(Saved dataset items)
(begin)

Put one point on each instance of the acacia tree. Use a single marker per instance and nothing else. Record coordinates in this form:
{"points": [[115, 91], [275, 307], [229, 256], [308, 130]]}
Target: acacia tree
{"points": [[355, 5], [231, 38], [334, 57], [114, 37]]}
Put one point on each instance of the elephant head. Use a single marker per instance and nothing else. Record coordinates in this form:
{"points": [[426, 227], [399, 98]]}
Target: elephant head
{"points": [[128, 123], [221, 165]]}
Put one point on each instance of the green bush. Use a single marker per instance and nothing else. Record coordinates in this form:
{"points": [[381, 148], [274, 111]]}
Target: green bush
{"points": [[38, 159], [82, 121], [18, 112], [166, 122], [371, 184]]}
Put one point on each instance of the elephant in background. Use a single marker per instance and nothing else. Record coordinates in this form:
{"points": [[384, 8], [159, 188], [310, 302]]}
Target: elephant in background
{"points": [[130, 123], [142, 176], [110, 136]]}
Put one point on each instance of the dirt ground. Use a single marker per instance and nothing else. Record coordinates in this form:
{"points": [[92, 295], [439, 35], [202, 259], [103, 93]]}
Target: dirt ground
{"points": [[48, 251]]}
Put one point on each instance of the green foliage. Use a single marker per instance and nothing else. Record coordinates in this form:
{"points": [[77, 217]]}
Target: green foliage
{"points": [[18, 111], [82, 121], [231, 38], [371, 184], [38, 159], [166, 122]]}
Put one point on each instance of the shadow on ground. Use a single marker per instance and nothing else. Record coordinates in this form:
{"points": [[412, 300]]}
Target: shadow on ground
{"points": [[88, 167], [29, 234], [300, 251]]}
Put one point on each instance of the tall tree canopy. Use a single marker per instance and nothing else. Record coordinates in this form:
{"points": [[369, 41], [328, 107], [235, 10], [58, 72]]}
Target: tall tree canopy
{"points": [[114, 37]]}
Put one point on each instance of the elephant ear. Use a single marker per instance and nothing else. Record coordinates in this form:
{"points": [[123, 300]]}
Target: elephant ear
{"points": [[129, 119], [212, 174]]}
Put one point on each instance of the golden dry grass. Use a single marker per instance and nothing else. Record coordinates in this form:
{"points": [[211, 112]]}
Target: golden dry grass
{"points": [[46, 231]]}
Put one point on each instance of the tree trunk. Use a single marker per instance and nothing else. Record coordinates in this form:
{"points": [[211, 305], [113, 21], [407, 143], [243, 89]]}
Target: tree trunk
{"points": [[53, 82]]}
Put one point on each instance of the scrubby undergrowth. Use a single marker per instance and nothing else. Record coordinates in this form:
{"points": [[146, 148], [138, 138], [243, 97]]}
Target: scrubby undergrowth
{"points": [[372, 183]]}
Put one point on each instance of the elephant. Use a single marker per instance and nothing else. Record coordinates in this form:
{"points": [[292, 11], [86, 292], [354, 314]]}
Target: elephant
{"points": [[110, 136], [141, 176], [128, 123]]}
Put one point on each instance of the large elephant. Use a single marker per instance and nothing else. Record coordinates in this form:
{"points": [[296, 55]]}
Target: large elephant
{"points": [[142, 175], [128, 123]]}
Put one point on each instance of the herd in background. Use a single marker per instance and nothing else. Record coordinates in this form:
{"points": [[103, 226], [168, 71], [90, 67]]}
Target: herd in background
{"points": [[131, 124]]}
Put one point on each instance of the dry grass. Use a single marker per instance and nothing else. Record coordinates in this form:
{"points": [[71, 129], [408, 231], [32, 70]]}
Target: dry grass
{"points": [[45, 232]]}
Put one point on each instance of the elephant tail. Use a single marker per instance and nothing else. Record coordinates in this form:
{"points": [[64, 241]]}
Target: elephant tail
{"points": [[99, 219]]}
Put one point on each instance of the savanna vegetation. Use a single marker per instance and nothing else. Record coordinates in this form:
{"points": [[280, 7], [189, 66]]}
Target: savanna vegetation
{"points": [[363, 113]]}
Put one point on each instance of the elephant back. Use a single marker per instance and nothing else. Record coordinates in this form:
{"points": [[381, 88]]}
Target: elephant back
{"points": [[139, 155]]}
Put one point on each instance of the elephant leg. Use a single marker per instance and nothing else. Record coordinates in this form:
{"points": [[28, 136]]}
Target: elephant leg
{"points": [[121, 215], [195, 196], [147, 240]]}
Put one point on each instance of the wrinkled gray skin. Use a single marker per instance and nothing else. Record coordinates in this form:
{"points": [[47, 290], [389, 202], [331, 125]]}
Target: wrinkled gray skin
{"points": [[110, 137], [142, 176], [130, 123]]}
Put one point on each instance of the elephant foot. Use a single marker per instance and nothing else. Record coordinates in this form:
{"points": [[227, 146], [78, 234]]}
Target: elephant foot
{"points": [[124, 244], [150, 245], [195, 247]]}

(end)

* TASK PROMPT:
Rewrite the lines above as a numbered list, and skip any blank lines.

* RESPONSE FOR THIS EXERCISE:
1. Put one point on each instance of the acacia tree. Use a single marker per instance and nothing else. Record coordinates in this form:
2. {"points": [[115, 91], [275, 307], [229, 256], [308, 130]]}
3. Target: acacia tree
4. {"points": [[355, 5], [231, 38], [334, 57], [114, 37]]}
5. Put one point on each instance of the elephant head. Use a single marker per instance and nothing else. Record coordinates in this form:
6. {"points": [[426, 227], [399, 98]]}
7. Target: elephant head
8. {"points": [[128, 123], [221, 165]]}
9. Put one point on each instance of the green bush. Use a single marker per instance and nothing else. Record coordinates in this form:
10. {"points": [[381, 148], [274, 111]]}
11. Target: green bush
12. {"points": [[38, 159], [82, 121], [18, 112], [166, 122], [371, 184]]}
13. Put one point on each instance of the elephant in background. Use a single marker per instance and nothing else. Record coordinates in this form:
14. {"points": [[384, 8], [159, 188], [310, 302]]}
15. Target: elephant in background
16. {"points": [[130, 123], [142, 176], [110, 136]]}
17. Put one point on each instance of the dirt ground. Use a single marker per instance and nothing else. Record coordinates in this form:
18. {"points": [[92, 295], [439, 35], [202, 259], [103, 93]]}
19. Target: dirt ground
20. {"points": [[48, 251]]}
21. Put one point on each instance of the green foliage. Use a single marker per instance and nothing else. Record coordinates in this form:
22. {"points": [[77, 217]]}
23. Target: green foliage
24. {"points": [[18, 111], [82, 121], [231, 38], [371, 184], [38, 159], [166, 122]]}
25. Put one point on each instance of the shadow on ground. Use a single marker per instance and nothing else. Record coordinates in this form:
26. {"points": [[412, 300]]}
27. Target: shadow on ground
28. {"points": [[88, 167], [29, 234], [300, 251]]}
29. Put one point on each instance of the tall tree canopy. Use a single marker per instance and nothing else. Record coordinates in this form:
30. {"points": [[369, 41], [328, 107], [235, 10], [58, 72]]}
31. Target: tall tree canopy
32. {"points": [[114, 37]]}
33. Put one point on each instance of the elephant ear. Use a single marker per instance and nothing else. Record coordinates in this form:
34. {"points": [[123, 300]]}
35. Target: elephant ear
36. {"points": [[129, 119], [212, 174]]}
37. Put one point on each instance of the golden dry grass. Use a single marker per instance and nothing else. Record coordinates in this form:
38. {"points": [[211, 112]]}
39. Target: golden dry grass
40. {"points": [[46, 231]]}
41. Put one point on each instance of the tree trunk. Use a single marker per instance and nothing else. Record coordinates in this form:
42. {"points": [[211, 305], [113, 21], [407, 143], [243, 89]]}
43. Target: tree trunk
44. {"points": [[53, 82]]}
45. Put one point on each instance of the scrubby undergrowth. Use a single marker per instance and nothing else. Record coordinates in this form:
46. {"points": [[146, 148], [138, 138], [243, 97]]}
47. Target: scrubby undergrowth
48. {"points": [[372, 183]]}
49. Put one point on each instance of the elephant. Use a single marker per instance and nothing else. Record coordinates in this form:
50. {"points": [[292, 11], [86, 292], [354, 314]]}
51. Target: elephant
52. {"points": [[110, 136], [141, 176], [128, 123]]}
53. Put one point on each instance of the large elephant. Use a single marker per instance and nothing else. Record coordinates in this form:
54. {"points": [[296, 55]]}
55. Target: large elephant
56. {"points": [[142, 175], [128, 123]]}
57. Put one point on each instance of the herd in background. Use a single marker per instance and nothing else. Record coordinates in this form:
58. {"points": [[103, 226], [168, 71], [90, 67]]}
59. Target: herd in background
60. {"points": [[131, 124]]}
61. Put one point on each instance of the dry grass. Use a single marker per instance and nothing else. Record coordinates in this form:
62. {"points": [[71, 129], [408, 231], [32, 70]]}
63. Target: dry grass
64. {"points": [[45, 232]]}
65. Put one point on each instance of the elephant tail. Use a single marker per instance and nothing else. Record coordinates in this form:
66. {"points": [[64, 241]]}
67. Target: elephant tail
68. {"points": [[99, 219]]}
69. Put one point on each instance of the savanna vegetation. Use a single marker per instance and nothing else. Record coordinates in this form:
70. {"points": [[280, 7], [189, 66]]}
71. Target: savanna vegetation
72. {"points": [[363, 113]]}
73. Put one point on each instance of the elephant back. Use a single marker per instance and nothing else. Record coordinates in this form:
74. {"points": [[381, 88]]}
75. Target: elephant back
76. {"points": [[139, 155]]}
77. Put one point on each instance of the elephant leg. Use a single marker per instance and nothing else. Record coordinates in this form:
78. {"points": [[28, 136]]}
79. Target: elephant leg
80. {"points": [[121, 215], [195, 196], [147, 240]]}
81. Put one point on each instance of the wrinkled gray skin. Use a single marker per instance and nothing else. Record coordinates in this form:
82. {"points": [[47, 290], [389, 202], [331, 125]]}
83. Target: wrinkled gray skin
84. {"points": [[110, 137], [142, 176], [130, 123]]}
85. Put one point on each instance of the elephant foot. Use a single marker per instance and nothing else. Record coordinates in this form:
86. {"points": [[227, 146], [78, 234]]}
87. Target: elephant foot
88. {"points": [[124, 244], [150, 245], [195, 247]]}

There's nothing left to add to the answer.